## TEXT EXCERPT:
######

6. Graph Performance Benchmarking

void benchmarkGraphVsStreams(int numKernels, int iterations) {
    cudaEvent_t start, stop;
    cudaEventCreate(&start);
    cudaEventCreate(&stop);

    // Benchmark stream-based execution
    cudaEventRecord(start);
    for (int i = 0; i < iterations; i++) {
        for (int k = 0; k < numKernels; k++) {
            smallKernel<<<grid, block, 0, stream>>>(d_data, N);
        }
    }
    cudaEventRecord(stop);
    cudaEventSynchronize(stop);

    float streamTime;
    cudaEventElapsedTime(&streamTime, start, stop);

    // Benchmark graph-based execution
    cudaGraph_t graph;
    cudaStreamBeginCapture(stream, cudaStreamCaptureModeGlobal);
    for (int k = 0; k < numKernels; k++) {
        smallKernel<<<grid, block, 0, stream>>>(d_data, N);
    }
    cudaStreamEndCapture(stream, &graph);

    cudaGraphExec_t graphExec;
    cudaGraphInstantiate(&graphExec, graph, NULL, NULL, 0);

    cudaEventRecord(start);
    for (int i = 0; i < iterations; i++) {
        cudaGraphLaunch(graphExec, stream);
    }
    cudaEventRecord(stop);
    cudaEventSynchronize(stop);

    float graphTime;
    cudaEventElapsedTime(&graphTime, start, stop);

    printf("Stream execution: %.3f ms\n", streamTime);
    printf("Graph execution:  %.3f ms\n", graphTime);
    printf("Speedup: %.2fx\n", streamTime / graphTime);

    cudaGraphExecDestroy(graphExec);
    cudaGraphDestroy(graph);
}

7. Inference Pipeline with Graphs

class InferenceGraphPipeline {
private:
    cudaGraph_t graph;
    cudaGraphExec_t graphExec;
    cudaStream_t stream;

    // Model weights (constant during inference)

######

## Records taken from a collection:
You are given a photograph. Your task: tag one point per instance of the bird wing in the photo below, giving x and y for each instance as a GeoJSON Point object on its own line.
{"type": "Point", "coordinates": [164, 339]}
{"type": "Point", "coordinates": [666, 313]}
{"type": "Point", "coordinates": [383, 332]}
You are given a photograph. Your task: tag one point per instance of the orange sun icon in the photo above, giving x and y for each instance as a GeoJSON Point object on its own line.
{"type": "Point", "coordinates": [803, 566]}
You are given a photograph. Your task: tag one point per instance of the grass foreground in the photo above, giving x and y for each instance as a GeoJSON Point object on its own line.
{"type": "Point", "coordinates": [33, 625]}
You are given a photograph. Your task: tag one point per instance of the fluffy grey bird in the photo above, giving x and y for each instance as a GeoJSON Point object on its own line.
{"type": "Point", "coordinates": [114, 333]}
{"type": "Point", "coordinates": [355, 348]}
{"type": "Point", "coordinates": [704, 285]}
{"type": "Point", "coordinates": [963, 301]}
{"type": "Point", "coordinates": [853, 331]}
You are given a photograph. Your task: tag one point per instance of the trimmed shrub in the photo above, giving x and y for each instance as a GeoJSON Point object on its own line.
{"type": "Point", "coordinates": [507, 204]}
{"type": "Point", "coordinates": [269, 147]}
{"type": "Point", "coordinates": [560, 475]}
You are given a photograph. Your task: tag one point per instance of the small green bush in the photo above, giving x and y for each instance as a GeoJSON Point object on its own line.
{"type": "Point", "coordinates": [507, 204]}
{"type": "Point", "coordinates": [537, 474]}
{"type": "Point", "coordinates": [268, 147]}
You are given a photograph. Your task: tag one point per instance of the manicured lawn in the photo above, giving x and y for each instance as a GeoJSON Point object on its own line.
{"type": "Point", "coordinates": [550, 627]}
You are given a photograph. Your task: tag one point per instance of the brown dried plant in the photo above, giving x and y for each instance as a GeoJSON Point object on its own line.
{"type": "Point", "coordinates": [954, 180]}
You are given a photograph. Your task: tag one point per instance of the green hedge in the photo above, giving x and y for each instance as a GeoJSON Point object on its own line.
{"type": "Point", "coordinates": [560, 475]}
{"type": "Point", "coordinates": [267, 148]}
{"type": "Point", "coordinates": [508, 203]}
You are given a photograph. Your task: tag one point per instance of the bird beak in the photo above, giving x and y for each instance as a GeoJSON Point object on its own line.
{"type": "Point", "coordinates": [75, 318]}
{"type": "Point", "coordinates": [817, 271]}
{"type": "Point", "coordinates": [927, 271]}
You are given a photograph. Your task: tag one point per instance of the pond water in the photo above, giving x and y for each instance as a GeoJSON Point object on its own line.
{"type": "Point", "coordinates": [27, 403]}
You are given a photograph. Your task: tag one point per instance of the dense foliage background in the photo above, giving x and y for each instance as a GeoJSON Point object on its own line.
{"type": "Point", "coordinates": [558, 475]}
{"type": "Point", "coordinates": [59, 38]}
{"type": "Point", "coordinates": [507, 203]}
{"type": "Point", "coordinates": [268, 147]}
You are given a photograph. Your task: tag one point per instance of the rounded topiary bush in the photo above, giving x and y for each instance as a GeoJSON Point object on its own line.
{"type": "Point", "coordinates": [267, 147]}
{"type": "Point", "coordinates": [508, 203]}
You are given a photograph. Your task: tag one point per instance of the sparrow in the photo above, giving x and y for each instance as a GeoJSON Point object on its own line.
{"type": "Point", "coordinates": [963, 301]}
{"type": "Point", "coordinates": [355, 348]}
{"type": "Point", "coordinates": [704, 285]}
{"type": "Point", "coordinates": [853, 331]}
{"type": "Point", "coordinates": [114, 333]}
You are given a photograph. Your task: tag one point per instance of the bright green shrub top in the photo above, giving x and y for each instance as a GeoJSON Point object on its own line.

######

## EXERCISE:
Carry on the CUDA Graphs text from the point where it stops, inside the InferenceGraphPipeline class.

## TASK ANSWER:
    float* d_weights1;
    float* d_weights2;

    // Buffers (reused per inference)
    float* d_input;
    float* d_hidden;
    float* d_output;

public:
    void initGraph() {
        cudaStreamCreate(&stream);

        // Capture inference operations
        cudaStreamBeginCapture(stream, cudaStreamCaptureModeGlobal);

        // Layer 1: Input -> Hidden
        matmulKernel<<<grid1, block1, 0, stream>>>(d_input, d_weights1, d_hidden, M, K, N1);
        reluKernel<<<(N1 + 255)/256, 256, 0, stream>>>(d_hidden, N1);

        // Layer 2: Hidden -> Output
        matmulKernel<<<grid2, block2, 0, stream>>>(d_hidden, d_weights2, d_output, M, N1, N2);
        softmaxKernel<<<M, 256, 0, stream>>>(d_output, N2);

        cudaStreamEndCapture(stream, &graph);
        cudaGraphInstantiate(&graphExec, graph, NULL, NULL, 0);
    }

    void infer(float* h_input, float* h_output, int batchSize) {
        // Copy input to device
        cudaMemcpyAsync(d_input, h_input, batchSize * inputSize * sizeof(float),
                        cudaMemcpyHostToDevice, stream);

        // Execute inference graph - very low overhead!
        cudaGraphLaunch(graphExec, stream);

        // Copy output to host
        cudaMemcpyAsync(h_output, d_output, batchSize * outputSize * sizeof(float),
                        cudaMemcpyDeviceToHost, stream);

        cudaStreamSynchronize(stream);
    }

    void updateInputBuffer(float* newInput) {
        // Update graph to use new input buffer
        // ... graph update code
    }
};

8. Conditional Graphs (CUDA 12+)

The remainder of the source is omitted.